SELECTED EXTRACT:
▶

In their marketing, Apple wants to emphasize just a handful of features, some of
them to tweak Microsoft for not offering them or having already deleted them
from Longhorn's list of upgrades. Others are just plain cool, demo well, and
might appeal to existing users who need some encouragement to part with their
money for an upgrade.
Mac OS X 10.4 Tiger, numbered and named in Apple's peculiar fashion, ships
tomorrow worldwide for $129 for existing and new Mac OS X users alike. A
five-computer license for a household is $199.
Tiger can be installed on any G3, G4, or G5 Macintosh with a built-in FireWire
port—FireWire cards don't count. Apple recommends 256 MB of RAM and 3 GB of free
hard disk space.
XPostFacto might get older and non-compliant machines to handle Tiger as it
has for earlier releases.
Reviewing an operating system is always a tricky task: either you already like
the general approach and are considering upgrading to a new version, or you have
an aversion (rarely disinterest) in the OS and want ammunition.
Let me try to avoid both paths by focusing on what's new in Tiger. If you
haven't used Mac OS X before, you should look elsewhere for an article that
covers its general approach. Suffice it to say here it is the BSD flavor of Unix
with tons of open source and free software under the hood and a pretty and
usable interface on top.
Tiger has much that's familiar in it: the overall interface, structure, and
underlying components are the same. That makes it even harder to review as it's
fundamentally the same OS as Panther, but also fundamentally improved with
changes from the kernel up to the tip-top interface level.
To put some sense behind looking at Tiger, I've taken a glance at some of the
biggest additions that Apple has been marketing heavily and some of the subtler
improvements behind the scene. Look through this addition, and see how they meet
your own needs.
Tiger is evolution not revolution. Evolution isn't as exciting, but remember
that a beak just a few millimeters longer might mean the difference between
survival and extinction.

◀

EXERCISE DATA:
▶

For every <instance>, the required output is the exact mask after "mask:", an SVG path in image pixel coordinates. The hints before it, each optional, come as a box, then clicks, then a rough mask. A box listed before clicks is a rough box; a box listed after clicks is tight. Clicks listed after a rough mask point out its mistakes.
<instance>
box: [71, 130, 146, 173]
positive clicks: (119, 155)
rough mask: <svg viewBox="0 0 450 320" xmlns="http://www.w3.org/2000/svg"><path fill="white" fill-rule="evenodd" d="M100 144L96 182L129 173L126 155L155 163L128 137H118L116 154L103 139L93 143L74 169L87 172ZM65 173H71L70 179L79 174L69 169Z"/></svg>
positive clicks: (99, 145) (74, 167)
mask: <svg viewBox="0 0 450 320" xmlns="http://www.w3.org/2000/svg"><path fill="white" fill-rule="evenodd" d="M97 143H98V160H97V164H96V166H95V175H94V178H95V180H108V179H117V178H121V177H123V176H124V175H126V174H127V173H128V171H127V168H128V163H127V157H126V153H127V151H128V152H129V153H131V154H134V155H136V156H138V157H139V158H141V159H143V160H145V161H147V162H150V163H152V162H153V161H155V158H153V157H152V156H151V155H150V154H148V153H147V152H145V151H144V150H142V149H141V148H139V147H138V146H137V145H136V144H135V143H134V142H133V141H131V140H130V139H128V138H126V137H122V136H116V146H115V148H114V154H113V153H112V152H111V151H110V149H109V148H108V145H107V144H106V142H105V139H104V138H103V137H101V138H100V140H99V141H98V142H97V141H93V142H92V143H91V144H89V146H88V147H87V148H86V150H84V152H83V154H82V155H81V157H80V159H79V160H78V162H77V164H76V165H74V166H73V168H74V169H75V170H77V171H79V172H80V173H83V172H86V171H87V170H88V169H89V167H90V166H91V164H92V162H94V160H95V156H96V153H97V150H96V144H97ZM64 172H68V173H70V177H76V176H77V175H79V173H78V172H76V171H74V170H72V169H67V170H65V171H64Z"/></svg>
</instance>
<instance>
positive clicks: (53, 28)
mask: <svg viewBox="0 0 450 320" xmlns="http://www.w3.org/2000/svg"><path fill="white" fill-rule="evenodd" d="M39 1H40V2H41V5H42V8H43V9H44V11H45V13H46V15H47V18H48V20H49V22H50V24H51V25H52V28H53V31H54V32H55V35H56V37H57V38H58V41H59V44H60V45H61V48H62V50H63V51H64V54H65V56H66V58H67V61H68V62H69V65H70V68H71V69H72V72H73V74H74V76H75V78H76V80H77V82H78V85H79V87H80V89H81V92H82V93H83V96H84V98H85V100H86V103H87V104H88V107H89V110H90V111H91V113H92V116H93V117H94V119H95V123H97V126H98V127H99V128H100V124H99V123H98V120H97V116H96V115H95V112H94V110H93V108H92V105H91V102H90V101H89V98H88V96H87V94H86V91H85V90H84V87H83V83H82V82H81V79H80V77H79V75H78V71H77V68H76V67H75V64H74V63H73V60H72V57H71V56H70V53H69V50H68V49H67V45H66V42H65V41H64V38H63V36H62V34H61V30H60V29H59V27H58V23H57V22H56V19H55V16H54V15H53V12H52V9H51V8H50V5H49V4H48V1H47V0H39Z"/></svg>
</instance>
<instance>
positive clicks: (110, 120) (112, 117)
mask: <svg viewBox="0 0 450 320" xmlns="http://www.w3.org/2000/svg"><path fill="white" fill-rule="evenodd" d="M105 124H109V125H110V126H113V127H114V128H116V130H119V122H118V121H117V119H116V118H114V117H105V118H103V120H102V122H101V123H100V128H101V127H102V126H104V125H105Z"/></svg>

◀

REQUIRED ACTIONS:
**a.** Rewrite the paragraph of the Mac OS X Tiger review beginning "Tiger can be installed on any G3" as a short bulleted list, keeping its main facts.
**b.** Restate word for word everything in the Mac OS X Tiger review from "Tiger has much" down to "your own needs.".

SOLUTIONS BELOW:
**a.**
- Installs on any G3, G4, or G5 Macintosh with a built-in FireWire port; FireWire cards don't count.
- Apple recommends 256 MB of RAM.
- Apple recommends 3 GB of free hard disk space.

**b.**
Tiger has much that's familiar in it: the overall interface, structure, and
underlying components are the same. That makes it even harder to review as it's
fundamentally the same OS as Panther, but also fundamentally improved with
changes from the kernel up to the tip-top interface level.
To put some sense behind looking at Tiger, I've taken a glance at some of the
biggest additions that Apple has been marketing heavily and some of the subtler
improvements behind the scene. Look through this addition, and see how they meet
your own needs.